## Task requirements:
1) Answer these questions from the Supreme Court commentary below.
(a) What is the name of the case?
(b) What was the size of the majority?
(c) Who is named as president of the Constitutional Accountability Center?
2) Decide whether each statement agrees with the Supreme Court commentary below, and quote the words that settle it.
(a) The Court's majority in the case was 6-3.
(b) Congress created the universal injunctions.
(c) Mark Smith is identified as a constitutional attorney.

## Document section:
#####

JOHN YOO: Trump scores historic win as Supreme Court reins in lower courts' overreach
Constitutional Accountability Center President Elizabeth Wydra and constitutional attorney Mark Smith weigh in on how the Supreme Court limiting nationwide injunctions on federal judges will impact the birthright citizenship ruling.
In Trump v. Casa, the United States Supreme Court finally put an end to the universal injunctions that trial judges had invented to block presidents from pushing their agendas nationwide.
These orders, which courts applied with special vigor against President Donald Trump, "exceed the equitable authority that Congress has granted to federal courts," the 6-3 majority declared. Even though Casa resolved a question of technical legal procedure, it struck a balance between the Executive and Judicial branches of government that bore greater constitutional importance.

#####

## Stored rows:
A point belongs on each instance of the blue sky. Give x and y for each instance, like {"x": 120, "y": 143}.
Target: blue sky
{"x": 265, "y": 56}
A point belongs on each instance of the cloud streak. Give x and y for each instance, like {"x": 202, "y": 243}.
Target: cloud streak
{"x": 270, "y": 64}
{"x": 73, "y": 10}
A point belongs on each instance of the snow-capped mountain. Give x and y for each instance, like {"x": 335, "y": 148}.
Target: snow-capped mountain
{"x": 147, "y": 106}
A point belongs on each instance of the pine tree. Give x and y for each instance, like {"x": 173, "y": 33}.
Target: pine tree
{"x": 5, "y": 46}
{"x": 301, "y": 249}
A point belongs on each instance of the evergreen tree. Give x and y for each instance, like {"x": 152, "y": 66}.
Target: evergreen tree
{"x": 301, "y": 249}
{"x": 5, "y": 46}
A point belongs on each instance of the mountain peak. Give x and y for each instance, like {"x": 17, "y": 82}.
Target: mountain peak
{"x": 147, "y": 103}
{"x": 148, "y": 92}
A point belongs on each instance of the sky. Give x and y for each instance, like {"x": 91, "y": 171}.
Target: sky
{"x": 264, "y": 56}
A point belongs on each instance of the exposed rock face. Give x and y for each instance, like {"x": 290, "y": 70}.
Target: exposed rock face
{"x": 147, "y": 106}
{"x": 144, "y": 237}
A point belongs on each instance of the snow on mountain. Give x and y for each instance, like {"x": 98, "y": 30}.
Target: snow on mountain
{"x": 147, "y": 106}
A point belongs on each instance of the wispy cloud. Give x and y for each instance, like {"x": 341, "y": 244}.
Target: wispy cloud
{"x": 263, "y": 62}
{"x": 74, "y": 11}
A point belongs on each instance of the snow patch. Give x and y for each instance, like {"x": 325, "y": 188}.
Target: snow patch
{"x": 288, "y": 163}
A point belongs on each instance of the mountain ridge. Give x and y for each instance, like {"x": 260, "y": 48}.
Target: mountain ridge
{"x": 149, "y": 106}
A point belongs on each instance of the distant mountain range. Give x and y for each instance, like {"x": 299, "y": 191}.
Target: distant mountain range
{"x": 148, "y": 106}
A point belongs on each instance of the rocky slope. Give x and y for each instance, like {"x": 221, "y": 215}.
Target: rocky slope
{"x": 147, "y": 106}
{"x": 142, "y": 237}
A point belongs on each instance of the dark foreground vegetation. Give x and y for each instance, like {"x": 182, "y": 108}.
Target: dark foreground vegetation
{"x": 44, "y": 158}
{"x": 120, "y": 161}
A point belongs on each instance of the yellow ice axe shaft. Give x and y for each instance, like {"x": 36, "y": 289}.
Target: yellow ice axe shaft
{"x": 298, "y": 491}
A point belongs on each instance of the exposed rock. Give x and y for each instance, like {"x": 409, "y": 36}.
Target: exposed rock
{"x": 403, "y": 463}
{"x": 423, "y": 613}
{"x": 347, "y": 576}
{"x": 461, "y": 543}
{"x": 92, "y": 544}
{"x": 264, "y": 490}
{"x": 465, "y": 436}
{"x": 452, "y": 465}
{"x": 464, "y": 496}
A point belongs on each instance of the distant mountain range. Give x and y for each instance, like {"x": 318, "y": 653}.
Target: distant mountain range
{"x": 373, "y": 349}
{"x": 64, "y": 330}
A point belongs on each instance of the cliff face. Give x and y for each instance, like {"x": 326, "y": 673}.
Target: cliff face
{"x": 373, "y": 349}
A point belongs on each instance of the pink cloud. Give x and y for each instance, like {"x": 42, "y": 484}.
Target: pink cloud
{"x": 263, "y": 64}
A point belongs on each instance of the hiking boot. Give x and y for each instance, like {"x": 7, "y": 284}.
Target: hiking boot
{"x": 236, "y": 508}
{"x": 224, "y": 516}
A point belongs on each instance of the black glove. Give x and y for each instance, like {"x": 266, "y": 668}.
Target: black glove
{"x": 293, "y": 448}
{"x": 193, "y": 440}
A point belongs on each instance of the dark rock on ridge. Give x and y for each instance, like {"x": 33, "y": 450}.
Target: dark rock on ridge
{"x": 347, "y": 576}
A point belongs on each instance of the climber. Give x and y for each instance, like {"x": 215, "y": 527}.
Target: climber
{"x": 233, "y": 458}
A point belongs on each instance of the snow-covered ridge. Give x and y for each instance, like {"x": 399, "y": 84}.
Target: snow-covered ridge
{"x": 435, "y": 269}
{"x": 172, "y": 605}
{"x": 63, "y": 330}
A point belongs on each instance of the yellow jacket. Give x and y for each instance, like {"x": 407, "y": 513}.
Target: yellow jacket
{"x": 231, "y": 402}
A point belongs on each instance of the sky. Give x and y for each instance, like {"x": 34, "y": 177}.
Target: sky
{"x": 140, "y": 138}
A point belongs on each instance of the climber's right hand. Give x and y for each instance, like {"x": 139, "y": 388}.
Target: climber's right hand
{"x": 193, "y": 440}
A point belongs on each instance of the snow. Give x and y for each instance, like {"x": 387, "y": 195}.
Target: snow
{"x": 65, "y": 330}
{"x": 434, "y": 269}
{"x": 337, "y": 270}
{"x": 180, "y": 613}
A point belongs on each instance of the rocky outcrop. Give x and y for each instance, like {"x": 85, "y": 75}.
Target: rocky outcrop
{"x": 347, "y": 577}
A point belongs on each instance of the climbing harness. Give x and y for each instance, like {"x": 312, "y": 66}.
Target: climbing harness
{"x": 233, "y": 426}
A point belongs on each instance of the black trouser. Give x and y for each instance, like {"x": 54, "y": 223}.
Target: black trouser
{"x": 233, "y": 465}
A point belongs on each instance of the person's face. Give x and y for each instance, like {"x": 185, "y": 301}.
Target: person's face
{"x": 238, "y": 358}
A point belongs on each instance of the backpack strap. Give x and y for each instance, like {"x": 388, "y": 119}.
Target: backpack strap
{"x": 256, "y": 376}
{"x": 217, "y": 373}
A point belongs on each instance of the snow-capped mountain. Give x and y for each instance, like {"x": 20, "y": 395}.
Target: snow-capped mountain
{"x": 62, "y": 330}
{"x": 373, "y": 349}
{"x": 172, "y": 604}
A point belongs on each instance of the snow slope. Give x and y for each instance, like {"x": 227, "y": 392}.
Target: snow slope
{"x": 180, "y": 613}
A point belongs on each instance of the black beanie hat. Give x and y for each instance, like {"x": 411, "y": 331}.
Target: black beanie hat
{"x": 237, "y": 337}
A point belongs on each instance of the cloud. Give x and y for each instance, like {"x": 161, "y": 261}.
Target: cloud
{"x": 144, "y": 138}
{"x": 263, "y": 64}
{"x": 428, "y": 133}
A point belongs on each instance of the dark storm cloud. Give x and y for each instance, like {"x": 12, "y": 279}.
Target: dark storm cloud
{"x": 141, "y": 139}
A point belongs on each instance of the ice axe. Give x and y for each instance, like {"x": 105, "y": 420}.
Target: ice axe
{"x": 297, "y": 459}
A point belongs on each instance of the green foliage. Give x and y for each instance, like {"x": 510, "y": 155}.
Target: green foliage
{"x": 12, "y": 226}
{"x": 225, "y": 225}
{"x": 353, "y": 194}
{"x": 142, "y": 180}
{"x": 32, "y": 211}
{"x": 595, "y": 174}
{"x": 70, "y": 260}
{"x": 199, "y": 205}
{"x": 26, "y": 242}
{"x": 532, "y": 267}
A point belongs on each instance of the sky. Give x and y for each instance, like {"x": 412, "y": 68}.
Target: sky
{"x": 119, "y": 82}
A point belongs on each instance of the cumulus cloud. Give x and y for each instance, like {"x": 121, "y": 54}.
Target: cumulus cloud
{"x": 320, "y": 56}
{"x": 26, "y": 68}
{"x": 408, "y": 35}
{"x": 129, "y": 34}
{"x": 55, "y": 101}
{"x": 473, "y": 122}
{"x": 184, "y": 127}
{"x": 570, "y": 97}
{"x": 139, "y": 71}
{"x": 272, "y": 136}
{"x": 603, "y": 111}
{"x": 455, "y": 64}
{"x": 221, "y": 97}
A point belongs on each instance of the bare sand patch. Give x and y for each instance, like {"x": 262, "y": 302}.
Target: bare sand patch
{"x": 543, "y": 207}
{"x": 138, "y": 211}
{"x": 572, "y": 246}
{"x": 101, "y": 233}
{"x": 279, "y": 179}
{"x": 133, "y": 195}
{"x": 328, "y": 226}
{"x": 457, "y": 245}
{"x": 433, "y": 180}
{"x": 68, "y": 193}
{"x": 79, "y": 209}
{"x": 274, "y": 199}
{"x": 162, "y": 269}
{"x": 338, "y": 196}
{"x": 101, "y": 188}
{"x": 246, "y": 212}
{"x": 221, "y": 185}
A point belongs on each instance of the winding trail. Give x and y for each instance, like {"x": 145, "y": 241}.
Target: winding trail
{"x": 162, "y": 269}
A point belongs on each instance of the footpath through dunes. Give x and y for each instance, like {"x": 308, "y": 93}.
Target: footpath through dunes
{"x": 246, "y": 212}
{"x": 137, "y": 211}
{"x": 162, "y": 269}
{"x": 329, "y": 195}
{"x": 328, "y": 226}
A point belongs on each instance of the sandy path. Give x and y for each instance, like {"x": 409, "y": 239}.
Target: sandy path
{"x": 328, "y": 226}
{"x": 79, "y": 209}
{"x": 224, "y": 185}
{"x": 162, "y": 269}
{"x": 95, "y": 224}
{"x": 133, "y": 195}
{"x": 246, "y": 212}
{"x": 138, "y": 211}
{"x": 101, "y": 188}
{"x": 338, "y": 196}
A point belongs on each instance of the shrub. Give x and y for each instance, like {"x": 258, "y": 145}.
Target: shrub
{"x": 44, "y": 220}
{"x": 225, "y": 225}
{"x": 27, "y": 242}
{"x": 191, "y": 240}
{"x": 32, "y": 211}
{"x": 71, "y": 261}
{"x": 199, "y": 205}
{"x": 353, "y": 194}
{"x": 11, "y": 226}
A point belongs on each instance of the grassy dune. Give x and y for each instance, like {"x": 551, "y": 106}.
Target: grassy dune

#####

## Final results:
1)
(a) Trump v. Casa
(b) 6-3
(c) Elizabeth Wydra

2)
(a) Yes: "the 6-3 majority declared"
(b) No: "the universal injunctions that trial judges had invented"
(c) Yes: "constitutional attorney Mark Smith"